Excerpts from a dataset
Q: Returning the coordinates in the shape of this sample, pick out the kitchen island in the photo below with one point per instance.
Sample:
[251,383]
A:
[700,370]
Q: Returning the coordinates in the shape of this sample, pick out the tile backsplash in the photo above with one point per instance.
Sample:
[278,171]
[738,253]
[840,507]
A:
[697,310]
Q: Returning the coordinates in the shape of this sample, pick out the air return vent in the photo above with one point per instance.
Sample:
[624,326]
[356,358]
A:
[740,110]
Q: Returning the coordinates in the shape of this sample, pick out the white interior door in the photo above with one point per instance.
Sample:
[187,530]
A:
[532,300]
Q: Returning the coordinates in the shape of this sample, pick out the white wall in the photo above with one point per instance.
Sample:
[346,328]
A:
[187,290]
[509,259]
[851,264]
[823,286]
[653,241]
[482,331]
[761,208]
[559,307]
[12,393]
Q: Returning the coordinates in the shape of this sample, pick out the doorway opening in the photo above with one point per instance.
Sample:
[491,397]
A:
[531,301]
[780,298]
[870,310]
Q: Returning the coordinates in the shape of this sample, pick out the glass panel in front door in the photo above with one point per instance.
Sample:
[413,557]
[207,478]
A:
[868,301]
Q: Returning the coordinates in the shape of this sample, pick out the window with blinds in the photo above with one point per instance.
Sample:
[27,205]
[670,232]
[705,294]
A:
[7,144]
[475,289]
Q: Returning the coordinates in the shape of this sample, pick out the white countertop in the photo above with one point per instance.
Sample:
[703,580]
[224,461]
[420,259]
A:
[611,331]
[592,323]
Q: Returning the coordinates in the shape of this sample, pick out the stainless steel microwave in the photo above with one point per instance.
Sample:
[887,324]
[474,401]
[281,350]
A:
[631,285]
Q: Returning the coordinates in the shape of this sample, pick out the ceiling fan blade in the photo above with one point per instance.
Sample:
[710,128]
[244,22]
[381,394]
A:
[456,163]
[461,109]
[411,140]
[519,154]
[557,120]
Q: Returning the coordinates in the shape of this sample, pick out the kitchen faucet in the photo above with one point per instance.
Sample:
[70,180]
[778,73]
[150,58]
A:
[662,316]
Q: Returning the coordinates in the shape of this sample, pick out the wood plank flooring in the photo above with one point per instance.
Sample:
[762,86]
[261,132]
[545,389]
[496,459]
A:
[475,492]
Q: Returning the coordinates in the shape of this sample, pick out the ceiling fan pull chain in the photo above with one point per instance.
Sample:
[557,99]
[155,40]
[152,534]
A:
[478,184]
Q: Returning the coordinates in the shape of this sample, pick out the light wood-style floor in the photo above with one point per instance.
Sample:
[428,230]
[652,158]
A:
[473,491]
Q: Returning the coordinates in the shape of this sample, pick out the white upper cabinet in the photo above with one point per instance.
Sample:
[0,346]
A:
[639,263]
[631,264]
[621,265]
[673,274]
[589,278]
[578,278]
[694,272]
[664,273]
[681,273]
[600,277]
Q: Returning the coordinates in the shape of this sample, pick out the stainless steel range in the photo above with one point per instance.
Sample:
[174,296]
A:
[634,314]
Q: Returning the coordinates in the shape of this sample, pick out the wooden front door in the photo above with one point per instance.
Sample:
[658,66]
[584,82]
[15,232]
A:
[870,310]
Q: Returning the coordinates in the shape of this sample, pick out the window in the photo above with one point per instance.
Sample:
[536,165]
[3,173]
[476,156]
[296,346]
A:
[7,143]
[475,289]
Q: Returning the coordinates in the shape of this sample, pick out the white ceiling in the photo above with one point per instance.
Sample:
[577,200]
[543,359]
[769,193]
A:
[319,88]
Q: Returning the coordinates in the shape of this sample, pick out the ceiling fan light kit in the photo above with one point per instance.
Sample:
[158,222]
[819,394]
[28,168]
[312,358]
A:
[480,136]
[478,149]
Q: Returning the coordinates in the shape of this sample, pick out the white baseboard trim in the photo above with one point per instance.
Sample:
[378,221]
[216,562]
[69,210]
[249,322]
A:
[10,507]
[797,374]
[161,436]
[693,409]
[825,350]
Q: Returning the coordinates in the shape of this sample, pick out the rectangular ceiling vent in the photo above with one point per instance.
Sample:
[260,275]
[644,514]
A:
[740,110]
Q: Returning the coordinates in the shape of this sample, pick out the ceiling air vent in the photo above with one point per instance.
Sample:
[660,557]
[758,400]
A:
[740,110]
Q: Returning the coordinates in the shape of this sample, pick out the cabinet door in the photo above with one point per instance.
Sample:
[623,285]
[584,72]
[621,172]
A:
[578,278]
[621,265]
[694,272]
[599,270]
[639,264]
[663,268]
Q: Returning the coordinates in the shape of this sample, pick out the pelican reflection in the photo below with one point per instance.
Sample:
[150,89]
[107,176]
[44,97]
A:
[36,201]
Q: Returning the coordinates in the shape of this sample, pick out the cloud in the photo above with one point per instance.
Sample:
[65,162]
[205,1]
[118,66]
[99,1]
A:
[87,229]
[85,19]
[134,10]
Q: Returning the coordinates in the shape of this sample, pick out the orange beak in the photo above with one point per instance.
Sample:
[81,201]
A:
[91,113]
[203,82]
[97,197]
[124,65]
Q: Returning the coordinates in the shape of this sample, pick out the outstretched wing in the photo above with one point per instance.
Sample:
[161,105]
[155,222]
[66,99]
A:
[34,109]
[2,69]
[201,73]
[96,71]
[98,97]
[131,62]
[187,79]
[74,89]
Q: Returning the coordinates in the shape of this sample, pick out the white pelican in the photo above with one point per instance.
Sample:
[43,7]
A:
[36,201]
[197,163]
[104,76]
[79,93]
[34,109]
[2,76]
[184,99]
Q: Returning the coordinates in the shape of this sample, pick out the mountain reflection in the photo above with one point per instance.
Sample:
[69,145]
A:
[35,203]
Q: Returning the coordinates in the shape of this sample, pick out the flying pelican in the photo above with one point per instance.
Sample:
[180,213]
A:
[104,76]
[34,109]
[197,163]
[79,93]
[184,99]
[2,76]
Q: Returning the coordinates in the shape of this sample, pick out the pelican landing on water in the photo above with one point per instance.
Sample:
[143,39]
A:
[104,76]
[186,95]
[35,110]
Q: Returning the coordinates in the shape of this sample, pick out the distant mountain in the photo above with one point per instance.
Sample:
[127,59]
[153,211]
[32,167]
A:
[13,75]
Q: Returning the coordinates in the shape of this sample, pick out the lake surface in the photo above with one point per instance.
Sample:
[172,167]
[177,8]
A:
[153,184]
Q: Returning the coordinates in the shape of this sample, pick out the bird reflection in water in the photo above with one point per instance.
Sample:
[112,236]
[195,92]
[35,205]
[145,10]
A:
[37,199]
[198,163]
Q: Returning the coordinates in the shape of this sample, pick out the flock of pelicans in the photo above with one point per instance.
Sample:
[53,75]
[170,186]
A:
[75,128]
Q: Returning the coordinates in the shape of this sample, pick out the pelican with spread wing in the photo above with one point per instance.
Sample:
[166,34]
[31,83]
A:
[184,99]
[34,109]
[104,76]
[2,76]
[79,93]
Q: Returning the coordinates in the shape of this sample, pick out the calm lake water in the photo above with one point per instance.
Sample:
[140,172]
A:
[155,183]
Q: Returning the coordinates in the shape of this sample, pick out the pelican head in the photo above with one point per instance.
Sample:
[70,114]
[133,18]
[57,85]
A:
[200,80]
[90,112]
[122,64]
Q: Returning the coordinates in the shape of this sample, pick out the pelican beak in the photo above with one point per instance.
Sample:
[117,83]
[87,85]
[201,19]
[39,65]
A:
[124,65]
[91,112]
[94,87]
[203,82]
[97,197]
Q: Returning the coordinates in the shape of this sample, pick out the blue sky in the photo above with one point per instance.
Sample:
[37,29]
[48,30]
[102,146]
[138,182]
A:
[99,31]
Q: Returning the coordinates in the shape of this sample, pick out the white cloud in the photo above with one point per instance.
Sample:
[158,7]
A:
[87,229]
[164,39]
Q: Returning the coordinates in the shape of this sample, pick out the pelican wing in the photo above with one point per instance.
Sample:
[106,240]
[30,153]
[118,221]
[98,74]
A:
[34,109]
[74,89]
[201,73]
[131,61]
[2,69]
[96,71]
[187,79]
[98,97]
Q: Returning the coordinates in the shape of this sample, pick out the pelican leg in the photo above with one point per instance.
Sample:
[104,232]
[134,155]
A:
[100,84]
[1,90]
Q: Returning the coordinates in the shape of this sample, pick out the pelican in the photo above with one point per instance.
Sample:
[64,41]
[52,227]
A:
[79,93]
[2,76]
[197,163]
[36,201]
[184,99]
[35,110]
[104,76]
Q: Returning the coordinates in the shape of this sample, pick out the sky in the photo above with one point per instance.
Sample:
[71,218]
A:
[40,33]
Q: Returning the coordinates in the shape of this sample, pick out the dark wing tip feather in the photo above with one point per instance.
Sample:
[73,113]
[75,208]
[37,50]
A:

Work required. When the word "cloud" shows up in a line of the entries, report that line.

Your response.
Q: Returning the coordinates in the shape of this sample, pick out the cloud in the photo above with one point per instance.
Q: Returning the coordinates in the shape of this sample, pick out the white cloud in the photo above with one point per instance.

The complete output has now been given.